Reproduce the material below with "point_to" switched to "locate_all" at every occurrence, leaving all other wording unchanged.

• • •

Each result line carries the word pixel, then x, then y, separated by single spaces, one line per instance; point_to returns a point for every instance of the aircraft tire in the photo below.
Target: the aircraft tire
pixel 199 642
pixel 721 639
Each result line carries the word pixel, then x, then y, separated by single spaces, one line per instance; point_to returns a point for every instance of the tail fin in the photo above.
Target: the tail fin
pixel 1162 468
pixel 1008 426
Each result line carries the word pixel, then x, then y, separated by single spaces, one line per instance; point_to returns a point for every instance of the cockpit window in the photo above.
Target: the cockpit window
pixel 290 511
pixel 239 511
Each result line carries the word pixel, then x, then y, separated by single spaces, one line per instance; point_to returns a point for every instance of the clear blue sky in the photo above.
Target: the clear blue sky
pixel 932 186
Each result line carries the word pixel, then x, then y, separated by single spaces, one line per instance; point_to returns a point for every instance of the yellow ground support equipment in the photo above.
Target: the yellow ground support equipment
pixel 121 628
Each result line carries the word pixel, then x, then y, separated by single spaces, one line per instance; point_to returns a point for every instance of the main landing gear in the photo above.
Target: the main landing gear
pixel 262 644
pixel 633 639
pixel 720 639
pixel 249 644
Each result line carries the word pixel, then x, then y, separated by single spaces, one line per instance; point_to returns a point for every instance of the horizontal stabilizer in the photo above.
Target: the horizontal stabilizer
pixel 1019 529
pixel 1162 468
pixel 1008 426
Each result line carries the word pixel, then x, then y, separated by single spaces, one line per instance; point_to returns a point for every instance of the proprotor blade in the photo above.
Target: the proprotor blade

• • •

▶ Result:
Each result line carries the word pixel, then x, then y, separated by single spaces, one line per instance; locate_all returns a point for every instance of the aircraft tire in the photo below.
Target: the aircraft tire
pixel 199 642
pixel 721 639
Each result line carries the word pixel, then x, then y, separated by single spaces, one line per instance; locate_all returns a point for every instance of the tail fin in the photo above.
Target: the tail fin
pixel 1162 468
pixel 1008 426
Each result line carries the word pixel, then x, then y, separated by single spaces, one line per instance; locate_all returns a point for every instance of the cockpit window in the photo above.
Target: the cockpit window
pixel 290 511
pixel 239 511
Each result line carries the word pixel, then x, then y, separated by single spaces, one line per instance; locate_all returns a point for every instance of the clear blue sky in the photo above.
Target: the clear blue sky
pixel 932 186
Each result line carries the word pixel, then x, then y, separated by single spaces, one line per instance; locate_all returns a point for every instance of the yellow ground support equipment in the photo above.
Target: the yellow ground support equipment
pixel 121 628
Each result line carries the word pixel, then x, then y, separated by single spaces, one line per instance; locate_all returns a point for every instance of the main landing gear in the photo above.
Target: the main landing gear
pixel 262 644
pixel 633 639
pixel 720 639
pixel 249 644
Each result line carries the word pixel, then x, then y, separated by single spaces, one line per instance; locate_all returns a point for every instance of the horizontal stabilizer in the photo above.
Target: the horizontal stabilizer
pixel 1019 529
pixel 1162 468
pixel 1008 426
Each result line carries the word pixel, then x, then y, separated by single spaces, one line per instance; locate_all returns a point for every instance of the proprotor blade in the photo above.
Target: the proprotor blade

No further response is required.